- Opening Delimiter -

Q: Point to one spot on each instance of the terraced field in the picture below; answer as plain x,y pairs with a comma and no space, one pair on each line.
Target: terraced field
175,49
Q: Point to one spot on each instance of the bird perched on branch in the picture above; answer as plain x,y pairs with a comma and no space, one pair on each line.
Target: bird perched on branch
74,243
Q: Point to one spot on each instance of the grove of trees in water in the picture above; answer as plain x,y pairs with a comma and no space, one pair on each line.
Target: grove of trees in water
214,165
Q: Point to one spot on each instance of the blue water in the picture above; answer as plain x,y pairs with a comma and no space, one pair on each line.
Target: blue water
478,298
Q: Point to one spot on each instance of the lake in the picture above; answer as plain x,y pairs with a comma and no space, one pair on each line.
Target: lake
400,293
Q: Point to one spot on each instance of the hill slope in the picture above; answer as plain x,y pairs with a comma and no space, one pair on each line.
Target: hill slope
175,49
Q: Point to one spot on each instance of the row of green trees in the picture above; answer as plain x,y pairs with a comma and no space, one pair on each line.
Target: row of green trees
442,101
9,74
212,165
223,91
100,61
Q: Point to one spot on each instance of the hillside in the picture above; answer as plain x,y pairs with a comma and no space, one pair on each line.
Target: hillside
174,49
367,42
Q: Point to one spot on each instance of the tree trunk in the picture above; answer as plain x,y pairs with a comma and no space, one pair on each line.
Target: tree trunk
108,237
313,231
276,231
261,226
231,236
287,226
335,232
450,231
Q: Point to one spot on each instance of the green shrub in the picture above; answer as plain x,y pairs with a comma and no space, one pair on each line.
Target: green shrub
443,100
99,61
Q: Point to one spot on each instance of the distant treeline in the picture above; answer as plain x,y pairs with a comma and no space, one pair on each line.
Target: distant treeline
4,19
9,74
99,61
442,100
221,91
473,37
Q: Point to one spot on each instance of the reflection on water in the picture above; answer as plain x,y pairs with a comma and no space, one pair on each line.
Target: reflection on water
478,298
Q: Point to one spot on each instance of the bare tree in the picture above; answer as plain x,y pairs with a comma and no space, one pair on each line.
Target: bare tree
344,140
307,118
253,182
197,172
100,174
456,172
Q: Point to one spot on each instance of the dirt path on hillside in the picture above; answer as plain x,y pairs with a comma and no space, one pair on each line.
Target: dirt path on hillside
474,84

- Closing Delimiter -
- Opening Delimiter -

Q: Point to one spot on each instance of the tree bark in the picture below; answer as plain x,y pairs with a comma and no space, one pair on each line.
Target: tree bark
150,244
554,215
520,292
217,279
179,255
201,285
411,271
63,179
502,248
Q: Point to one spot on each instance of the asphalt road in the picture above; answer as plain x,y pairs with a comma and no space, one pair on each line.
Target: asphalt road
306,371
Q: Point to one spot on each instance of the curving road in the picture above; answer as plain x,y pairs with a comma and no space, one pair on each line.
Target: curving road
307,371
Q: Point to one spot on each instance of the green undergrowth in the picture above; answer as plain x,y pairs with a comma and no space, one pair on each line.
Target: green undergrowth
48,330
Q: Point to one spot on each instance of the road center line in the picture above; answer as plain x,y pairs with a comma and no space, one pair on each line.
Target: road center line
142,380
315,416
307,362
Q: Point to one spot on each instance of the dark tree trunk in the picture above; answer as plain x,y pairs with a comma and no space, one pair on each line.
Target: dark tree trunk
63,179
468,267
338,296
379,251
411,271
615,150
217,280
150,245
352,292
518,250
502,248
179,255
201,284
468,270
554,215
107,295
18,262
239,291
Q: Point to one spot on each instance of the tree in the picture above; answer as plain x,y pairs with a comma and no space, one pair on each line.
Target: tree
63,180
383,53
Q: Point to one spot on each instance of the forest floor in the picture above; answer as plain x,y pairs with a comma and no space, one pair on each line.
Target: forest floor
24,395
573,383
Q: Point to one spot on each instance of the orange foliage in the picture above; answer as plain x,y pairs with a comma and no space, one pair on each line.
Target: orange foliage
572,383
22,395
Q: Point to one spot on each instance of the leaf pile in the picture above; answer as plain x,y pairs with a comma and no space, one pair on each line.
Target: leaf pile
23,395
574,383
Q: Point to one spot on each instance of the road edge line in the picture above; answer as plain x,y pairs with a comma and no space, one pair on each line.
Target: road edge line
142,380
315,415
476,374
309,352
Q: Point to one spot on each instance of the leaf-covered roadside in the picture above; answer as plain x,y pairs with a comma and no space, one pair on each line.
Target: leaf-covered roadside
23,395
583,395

- Closing Delimiter -
- Opening Delimiter -

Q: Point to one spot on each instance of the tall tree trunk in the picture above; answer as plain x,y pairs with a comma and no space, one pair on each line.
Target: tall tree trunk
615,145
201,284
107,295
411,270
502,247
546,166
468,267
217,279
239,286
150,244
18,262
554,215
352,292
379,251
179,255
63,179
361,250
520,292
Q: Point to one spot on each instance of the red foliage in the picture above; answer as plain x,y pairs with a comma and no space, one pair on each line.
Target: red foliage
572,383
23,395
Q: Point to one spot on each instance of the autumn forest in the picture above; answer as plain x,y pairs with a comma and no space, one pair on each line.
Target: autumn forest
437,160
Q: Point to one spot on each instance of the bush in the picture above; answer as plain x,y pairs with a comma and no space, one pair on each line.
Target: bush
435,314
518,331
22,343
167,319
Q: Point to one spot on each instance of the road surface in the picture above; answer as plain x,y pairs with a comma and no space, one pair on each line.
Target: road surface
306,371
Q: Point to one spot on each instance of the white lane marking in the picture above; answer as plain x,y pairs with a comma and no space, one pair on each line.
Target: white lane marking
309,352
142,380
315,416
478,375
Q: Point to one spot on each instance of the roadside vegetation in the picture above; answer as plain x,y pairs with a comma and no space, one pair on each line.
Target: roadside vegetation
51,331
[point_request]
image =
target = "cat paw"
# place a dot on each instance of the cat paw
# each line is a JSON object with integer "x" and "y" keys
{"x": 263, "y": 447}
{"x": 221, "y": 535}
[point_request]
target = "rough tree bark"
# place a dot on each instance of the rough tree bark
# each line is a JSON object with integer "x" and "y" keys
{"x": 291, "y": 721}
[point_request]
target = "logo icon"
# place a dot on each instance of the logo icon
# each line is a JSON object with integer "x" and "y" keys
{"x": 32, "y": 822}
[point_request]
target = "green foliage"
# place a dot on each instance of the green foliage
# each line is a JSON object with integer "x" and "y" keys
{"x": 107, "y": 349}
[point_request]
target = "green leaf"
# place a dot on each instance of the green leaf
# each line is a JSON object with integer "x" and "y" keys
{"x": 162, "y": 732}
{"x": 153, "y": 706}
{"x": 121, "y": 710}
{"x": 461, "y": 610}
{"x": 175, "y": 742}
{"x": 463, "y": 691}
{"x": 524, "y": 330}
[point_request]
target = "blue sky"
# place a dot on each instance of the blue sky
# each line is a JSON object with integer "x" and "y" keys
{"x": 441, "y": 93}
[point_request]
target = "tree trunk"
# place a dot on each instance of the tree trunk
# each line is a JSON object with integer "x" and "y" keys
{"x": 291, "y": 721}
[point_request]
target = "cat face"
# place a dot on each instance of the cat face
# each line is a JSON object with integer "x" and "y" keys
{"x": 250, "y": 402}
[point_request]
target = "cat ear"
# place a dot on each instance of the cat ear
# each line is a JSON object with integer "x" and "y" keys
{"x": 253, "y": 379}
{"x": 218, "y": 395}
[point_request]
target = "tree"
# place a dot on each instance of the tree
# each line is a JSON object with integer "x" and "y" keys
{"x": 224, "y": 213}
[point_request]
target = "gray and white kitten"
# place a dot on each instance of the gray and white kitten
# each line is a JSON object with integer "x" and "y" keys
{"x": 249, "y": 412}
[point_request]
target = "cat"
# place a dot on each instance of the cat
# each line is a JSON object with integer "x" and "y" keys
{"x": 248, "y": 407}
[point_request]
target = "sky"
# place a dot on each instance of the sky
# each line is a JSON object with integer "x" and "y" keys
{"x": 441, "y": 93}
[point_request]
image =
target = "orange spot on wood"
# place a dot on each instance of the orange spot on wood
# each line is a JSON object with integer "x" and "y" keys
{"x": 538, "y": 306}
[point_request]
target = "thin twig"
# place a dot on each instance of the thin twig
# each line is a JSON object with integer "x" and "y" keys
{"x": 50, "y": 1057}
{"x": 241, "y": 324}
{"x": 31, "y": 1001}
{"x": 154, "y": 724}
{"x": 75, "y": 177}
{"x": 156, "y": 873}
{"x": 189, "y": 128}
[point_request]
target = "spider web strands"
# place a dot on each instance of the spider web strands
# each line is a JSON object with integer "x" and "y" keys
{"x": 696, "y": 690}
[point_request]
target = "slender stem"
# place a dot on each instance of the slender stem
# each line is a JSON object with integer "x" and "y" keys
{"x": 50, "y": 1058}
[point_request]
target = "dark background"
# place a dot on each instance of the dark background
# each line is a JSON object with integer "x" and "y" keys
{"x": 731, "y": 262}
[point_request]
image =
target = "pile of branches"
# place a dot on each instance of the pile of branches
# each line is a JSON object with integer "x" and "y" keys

- Closing Delimiter -

▸ **TASK INSTRUCTIONS**
Scan the listing above. Collect all lines with the word "below".

▸ **EXPECTED ANSWER**
Q: Point to one spot on each instance of the terraced field in the picture below; answer as plain x,y pairs with a comma and no space, one pair on each line.
Q: Point to one spot on each instance of the tree bark in the picture below; answer as plain x,y pairs with a comma and no space, one pair on each line.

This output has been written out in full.